-- Start --

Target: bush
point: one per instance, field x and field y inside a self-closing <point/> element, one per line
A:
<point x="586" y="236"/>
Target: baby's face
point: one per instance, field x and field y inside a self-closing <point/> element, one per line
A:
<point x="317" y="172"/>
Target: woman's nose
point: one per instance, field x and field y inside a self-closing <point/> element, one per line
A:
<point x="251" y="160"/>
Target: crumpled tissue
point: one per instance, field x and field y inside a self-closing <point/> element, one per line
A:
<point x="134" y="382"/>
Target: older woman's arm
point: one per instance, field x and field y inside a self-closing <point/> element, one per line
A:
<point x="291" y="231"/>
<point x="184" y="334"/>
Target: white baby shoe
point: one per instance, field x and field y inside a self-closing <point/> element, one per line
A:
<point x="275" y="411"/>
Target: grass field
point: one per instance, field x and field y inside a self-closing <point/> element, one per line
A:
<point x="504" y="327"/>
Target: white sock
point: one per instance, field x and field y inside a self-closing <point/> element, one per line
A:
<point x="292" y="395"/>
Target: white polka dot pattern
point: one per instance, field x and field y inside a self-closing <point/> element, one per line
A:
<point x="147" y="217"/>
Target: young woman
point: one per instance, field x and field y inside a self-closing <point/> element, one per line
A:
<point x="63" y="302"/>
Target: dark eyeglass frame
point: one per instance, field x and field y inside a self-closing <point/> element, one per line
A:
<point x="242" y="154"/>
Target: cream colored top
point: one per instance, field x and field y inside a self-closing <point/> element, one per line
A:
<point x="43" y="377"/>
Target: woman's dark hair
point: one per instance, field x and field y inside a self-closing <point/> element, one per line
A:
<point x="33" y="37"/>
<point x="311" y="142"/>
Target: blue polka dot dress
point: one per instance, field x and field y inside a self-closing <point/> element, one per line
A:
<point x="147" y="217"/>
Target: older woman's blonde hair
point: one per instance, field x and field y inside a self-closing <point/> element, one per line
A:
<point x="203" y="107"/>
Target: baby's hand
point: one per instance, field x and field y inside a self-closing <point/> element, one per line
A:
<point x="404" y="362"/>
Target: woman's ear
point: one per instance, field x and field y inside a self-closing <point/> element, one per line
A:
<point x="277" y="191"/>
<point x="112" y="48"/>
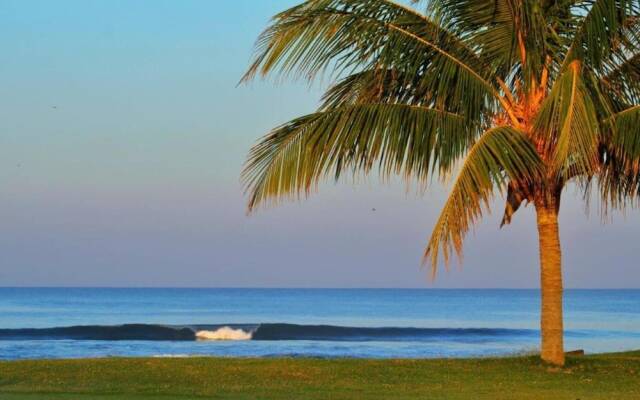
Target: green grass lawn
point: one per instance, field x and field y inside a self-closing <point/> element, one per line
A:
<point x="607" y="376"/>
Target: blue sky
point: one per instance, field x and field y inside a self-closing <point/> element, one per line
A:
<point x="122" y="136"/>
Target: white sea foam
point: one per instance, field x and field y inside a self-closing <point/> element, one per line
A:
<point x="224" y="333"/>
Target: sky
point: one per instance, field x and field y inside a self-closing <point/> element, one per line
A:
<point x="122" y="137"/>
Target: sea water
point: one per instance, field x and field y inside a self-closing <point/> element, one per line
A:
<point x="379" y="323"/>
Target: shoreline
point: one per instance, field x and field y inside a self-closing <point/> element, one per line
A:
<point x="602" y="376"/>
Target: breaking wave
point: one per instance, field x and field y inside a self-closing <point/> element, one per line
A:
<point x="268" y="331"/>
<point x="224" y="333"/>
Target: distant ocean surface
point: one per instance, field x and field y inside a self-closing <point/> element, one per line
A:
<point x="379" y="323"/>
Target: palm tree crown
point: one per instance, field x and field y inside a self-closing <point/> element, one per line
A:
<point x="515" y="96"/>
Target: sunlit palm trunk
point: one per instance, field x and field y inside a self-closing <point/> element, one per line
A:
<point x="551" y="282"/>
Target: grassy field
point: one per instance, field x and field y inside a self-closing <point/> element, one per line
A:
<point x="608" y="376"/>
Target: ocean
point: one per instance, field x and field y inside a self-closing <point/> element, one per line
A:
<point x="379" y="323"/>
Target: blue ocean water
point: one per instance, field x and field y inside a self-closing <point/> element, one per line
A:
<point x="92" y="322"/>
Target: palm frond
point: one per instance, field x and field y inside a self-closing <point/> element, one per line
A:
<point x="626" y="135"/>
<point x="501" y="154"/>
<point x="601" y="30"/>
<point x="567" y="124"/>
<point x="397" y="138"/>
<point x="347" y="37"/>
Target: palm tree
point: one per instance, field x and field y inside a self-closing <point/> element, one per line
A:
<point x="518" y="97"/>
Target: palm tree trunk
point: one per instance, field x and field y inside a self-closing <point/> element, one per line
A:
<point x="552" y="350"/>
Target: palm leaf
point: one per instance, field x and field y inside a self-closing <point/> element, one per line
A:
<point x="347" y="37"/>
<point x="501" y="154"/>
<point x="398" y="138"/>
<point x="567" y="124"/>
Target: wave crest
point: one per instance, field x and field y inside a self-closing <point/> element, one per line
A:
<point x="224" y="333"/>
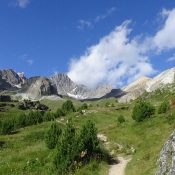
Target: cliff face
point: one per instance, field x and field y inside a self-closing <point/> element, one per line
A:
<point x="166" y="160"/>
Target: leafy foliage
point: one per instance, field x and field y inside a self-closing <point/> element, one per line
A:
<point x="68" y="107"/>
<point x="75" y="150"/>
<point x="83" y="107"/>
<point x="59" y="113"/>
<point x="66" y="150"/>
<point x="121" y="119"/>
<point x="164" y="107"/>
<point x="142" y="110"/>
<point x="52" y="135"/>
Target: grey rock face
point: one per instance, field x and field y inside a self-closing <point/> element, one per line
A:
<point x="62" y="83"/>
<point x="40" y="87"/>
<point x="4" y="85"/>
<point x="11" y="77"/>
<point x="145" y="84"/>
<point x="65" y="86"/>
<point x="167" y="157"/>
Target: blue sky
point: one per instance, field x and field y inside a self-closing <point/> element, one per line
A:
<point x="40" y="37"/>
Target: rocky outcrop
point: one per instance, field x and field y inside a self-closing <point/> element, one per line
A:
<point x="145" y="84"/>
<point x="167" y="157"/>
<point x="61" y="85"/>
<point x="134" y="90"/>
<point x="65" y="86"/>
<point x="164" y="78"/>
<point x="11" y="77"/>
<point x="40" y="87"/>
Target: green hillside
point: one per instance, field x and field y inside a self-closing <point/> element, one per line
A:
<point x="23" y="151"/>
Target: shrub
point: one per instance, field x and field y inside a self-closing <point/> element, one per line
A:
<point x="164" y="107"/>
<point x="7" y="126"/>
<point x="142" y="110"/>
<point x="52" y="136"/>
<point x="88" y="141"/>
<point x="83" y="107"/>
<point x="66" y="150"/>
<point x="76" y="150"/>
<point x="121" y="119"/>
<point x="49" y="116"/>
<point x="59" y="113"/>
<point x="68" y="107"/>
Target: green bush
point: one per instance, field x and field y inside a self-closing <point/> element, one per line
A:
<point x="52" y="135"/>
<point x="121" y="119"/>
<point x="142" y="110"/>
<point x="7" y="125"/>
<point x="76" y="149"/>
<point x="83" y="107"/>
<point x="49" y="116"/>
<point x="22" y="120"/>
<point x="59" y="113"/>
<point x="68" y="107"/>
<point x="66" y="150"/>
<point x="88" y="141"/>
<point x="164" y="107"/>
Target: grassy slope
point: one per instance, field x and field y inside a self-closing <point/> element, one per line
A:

-- End --
-- Start --

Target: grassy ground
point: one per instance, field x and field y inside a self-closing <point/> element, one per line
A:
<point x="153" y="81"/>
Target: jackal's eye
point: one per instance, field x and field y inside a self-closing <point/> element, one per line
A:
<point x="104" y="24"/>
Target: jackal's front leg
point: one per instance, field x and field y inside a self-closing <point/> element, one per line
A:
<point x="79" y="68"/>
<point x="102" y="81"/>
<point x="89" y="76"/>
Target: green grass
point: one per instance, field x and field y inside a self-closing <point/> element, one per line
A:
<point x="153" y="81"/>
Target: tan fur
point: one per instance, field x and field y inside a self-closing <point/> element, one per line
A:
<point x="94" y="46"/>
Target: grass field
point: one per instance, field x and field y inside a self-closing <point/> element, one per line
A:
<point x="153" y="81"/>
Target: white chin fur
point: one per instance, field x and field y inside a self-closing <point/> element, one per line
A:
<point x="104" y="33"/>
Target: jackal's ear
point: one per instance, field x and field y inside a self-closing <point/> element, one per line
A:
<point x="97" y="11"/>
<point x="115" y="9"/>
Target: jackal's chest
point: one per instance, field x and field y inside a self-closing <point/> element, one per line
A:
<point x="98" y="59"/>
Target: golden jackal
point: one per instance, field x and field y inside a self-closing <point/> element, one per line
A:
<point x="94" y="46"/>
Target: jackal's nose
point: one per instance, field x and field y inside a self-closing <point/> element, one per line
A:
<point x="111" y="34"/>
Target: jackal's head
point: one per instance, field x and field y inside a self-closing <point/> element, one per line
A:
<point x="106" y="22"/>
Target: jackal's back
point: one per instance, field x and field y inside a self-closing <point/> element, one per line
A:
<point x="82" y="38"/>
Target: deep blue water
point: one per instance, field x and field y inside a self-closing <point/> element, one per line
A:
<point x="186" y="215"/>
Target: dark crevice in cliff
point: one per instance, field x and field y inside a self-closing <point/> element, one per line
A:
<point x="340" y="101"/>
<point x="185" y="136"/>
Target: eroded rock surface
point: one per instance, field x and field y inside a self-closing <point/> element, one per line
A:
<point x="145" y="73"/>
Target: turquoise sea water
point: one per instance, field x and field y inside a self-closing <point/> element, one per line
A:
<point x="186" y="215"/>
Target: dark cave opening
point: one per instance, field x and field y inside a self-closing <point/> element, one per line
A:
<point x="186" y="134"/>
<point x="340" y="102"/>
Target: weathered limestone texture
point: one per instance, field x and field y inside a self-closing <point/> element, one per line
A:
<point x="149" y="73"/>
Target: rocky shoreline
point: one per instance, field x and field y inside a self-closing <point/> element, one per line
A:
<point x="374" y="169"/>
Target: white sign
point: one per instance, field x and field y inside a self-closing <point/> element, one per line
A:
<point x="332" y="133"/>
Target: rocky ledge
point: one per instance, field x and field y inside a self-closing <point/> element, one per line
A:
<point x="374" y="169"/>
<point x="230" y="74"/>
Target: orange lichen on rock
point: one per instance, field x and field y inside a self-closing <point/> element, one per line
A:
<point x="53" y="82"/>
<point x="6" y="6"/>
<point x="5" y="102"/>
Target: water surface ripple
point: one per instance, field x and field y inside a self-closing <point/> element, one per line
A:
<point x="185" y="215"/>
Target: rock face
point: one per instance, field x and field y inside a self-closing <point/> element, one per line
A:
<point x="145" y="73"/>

-- End --

**Given exercise**.
Pick out every line above that contains the word "hair", and copy each one in full.

**Finished exercise**.
Target: woman's dark hair
Target: older woman's blonde hair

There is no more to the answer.